Excerpt provided:
┄┄┄┄┄┄┄┄┄┄

Posted by Lesley McBain on September 23rd, 2014 in News, News Homepage | Comments Off
The process of reauthorizing the Higher Education Act (HEA) has once again begun in Washington, DC. While this may seem remote from survey administration and analysis, current draft bills circulating to reauthorize HEA pertain to campus-level student data in highly specific ways.
The Republican and Democratic approaches to reauthorizing HEA differ: the Republicans have offered thus far a white paper on their priorities and three separate bills on different aspects of HEA. The white paper focuses on accountability and informed decision-making by “the consumer” and calls for reforming federal education data collection to achieve this goal: “For example, information collected by IPEDS must be improved and the delivery of information streamlined to reduce confusion….The IPEDS data collection must be updated so it captures more than first-time, full-time students” (pp. 2-3).

┄┄┄┄┄┄┄┄┄┄

Aim: Return the passage in the post on reauthorizing the Higher Education Act from "Posted by Lesley" up to and including "highly specific ways.", copied word for word.

┄┄┄┄┄┄┄┄┄┄

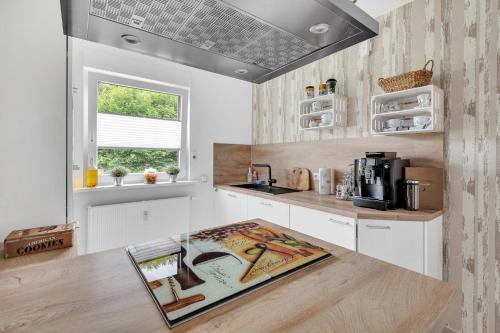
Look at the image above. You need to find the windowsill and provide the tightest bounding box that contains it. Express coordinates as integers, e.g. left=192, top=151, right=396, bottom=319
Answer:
left=73, top=180, right=200, bottom=193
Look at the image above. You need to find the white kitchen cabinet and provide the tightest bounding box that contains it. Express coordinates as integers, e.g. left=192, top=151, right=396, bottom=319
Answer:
left=358, top=217, right=442, bottom=279
left=290, top=205, right=356, bottom=251
left=247, top=196, right=290, bottom=228
left=358, top=220, right=424, bottom=272
left=214, top=189, right=248, bottom=226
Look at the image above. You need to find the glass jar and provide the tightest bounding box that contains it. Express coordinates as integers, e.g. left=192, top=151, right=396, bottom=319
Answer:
left=326, top=79, right=337, bottom=94
left=144, top=169, right=158, bottom=184
left=306, top=86, right=314, bottom=98
left=319, top=83, right=328, bottom=96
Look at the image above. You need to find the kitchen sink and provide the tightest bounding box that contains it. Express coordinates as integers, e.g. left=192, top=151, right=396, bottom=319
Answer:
left=231, top=184, right=300, bottom=195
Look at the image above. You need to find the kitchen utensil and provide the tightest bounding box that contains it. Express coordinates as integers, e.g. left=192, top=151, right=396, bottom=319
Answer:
left=311, top=101, right=322, bottom=112
left=319, top=83, right=328, bottom=96
left=417, top=93, right=431, bottom=108
left=405, top=167, right=443, bottom=210
left=321, top=113, right=332, bottom=125
left=413, top=116, right=431, bottom=126
left=306, top=86, right=314, bottom=98
left=386, top=118, right=404, bottom=128
left=174, top=246, right=205, bottom=290
left=405, top=179, right=420, bottom=210
left=289, top=168, right=310, bottom=191
left=318, top=168, right=332, bottom=195
left=162, top=276, right=205, bottom=312
left=382, top=101, right=401, bottom=112
left=326, top=79, right=337, bottom=94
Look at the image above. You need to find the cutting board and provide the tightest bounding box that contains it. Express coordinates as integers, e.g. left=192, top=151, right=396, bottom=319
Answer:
left=289, top=168, right=311, bottom=191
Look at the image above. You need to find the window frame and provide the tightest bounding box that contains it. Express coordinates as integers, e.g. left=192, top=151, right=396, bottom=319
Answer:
left=84, top=70, right=190, bottom=185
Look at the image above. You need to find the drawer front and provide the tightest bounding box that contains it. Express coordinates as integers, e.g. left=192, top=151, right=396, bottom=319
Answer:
left=214, top=190, right=247, bottom=226
left=290, top=205, right=356, bottom=251
left=248, top=196, right=290, bottom=228
left=358, top=220, right=424, bottom=273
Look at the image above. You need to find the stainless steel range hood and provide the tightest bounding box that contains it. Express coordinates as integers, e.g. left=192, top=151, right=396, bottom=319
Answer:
left=61, top=0, right=378, bottom=83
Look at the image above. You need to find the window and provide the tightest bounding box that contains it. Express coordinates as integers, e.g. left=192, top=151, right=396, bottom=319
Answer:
left=88, top=72, right=188, bottom=181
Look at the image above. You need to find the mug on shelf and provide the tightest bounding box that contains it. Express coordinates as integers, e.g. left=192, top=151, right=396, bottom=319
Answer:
left=413, top=116, right=431, bottom=126
left=417, top=93, right=431, bottom=108
left=311, top=101, right=322, bottom=112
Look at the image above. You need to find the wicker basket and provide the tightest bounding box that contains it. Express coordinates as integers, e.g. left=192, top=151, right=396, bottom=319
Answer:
left=378, top=60, right=434, bottom=93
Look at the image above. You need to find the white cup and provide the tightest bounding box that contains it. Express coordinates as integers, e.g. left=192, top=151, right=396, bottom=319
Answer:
left=417, top=94, right=431, bottom=108
left=321, top=113, right=332, bottom=125
left=413, top=116, right=431, bottom=126
left=311, top=101, right=322, bottom=112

┄┄┄┄┄┄┄┄┄┄

Written solution:
Posted by Lesley McBain on September 23rd, 2014 in News, News Homepage | Comments Off
The process of reauthorizing the Higher Education Act (HEA) has once again begun in Washington, DC. While this may seem remote from survey administration and analysis, current draft bills circulating to reauthorize HEA pertain to campus-level student data in highly specific ways.